-- Document passage follows --

Following the three-month pause due to the COVID-19 pandemic, LaLiga Santander resumed on June 11th with El Gran Derbi between Sevilla FC and Real Betis. As the competition took the latest step towards the ‘new normal’, LaLiga president Javier Tebas spoke with international media about the plans for finishing the season and beyond.
For Tebas and everyone at LaLiga, the focus since beginning of the enforced pause was to complete both LaLiga Santander and LaLiga SmartBank, so the resumption of football represents the next step in the journey, rather than an end point.
“Nobody knew if we were going to get back to football and some people asked us why we were even considering doing it,” Tebas said during a virtual roundtable. “Starting the competition is a very important milestone, as well as starting training. But we now have to be responsible and work in the best interests of our fans around the world. When the competitions are completed, that will be a day of celebration.”

-- Document passage concluded --
-- Provided records follows --

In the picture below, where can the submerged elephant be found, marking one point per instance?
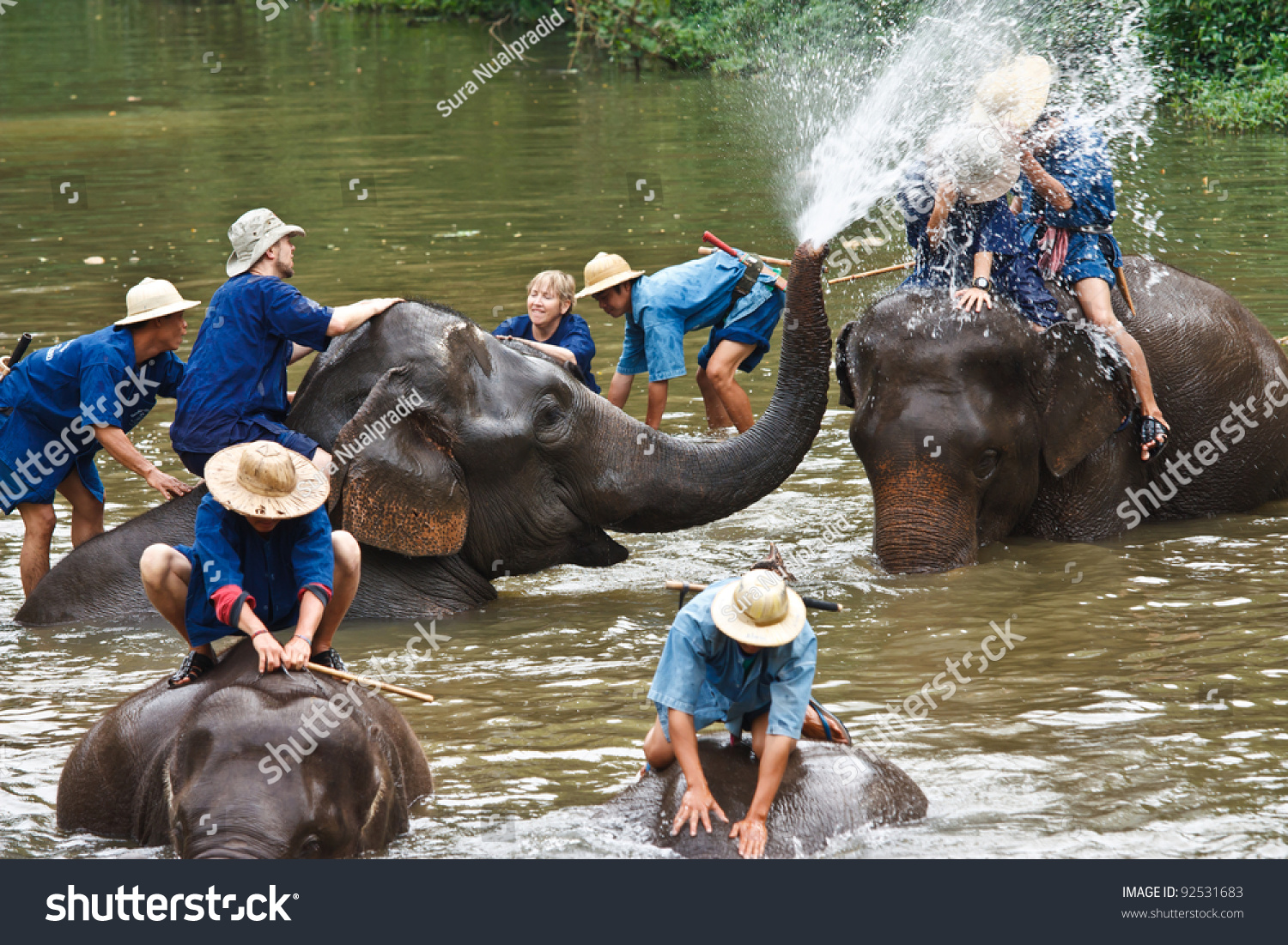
(973, 427)
(461, 457)
(827, 791)
(247, 766)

-- Provided records concluded --

Your tasks:
(1) According to the LaLiga passage, on what date did LaLiga Santander resume play?
(2) Reproduce part of the LaLiga passage word for word, starting at the words "For Tebas and" and ending after "an end point.".
(3) Carry on writing the LaLiga passage, picking up after its final sentence.
The records have nothing to do with the LaLiga passage.

Written answers:
(1) June 11th.

(2)
For Tebas and everyone at LaLiga, the focus since beginning of the enforced pause was to complete both LaLiga Santander and LaLiga SmartBank, so the resumption of football represents the next step in the journey, rather than an end point.

(3)
While other major leagues have comeback plans, the football season in certain countries has been cancelled, a topic that Tebas explained was not discussed in Spain. “We did not speak with clubs about ending seasons; it was not the time,” he said. “We avoided discussion on ‘what would happen’ in terms of league positions, relegation, because it would cause confusion. We have shown that competitions can return.”
Extensive protocol with government support
After competition was postponed on March 12th, LaLiga designed protocols in collaboration with the clubs and medical experts, allowing for training, travel, matches and home life to be carried out with maximum security precaution. “Nobody had a protocol like this,” Tebas noted. “We started from scratch and have covered all possible angles. We are organising all travel and accommodation for all 42 clubs.”
Collaboration has been essential in bringing all the pieces together. With professional football representing 1.37% of Spain’s GDP, the Spanish government has been determined to assist with restarting the action. “The ministry of sport has helped transmit information to health authorities, which helped us return to training,” Tebas said.
The return of fans
For now, all football is being played behind closed doors in accordance with health regulations. Yet there is optimism that fans can return to the stands before long and LaLiga is in regular communication with the government on this matter.
“There will be precautionary measures and we are not talking about filling the stadium. Even 10-15% of spectators in the stands would show we are returning to normality," Tebas added. For us, the journey to return is not over until the stadiums are full of fans once again.”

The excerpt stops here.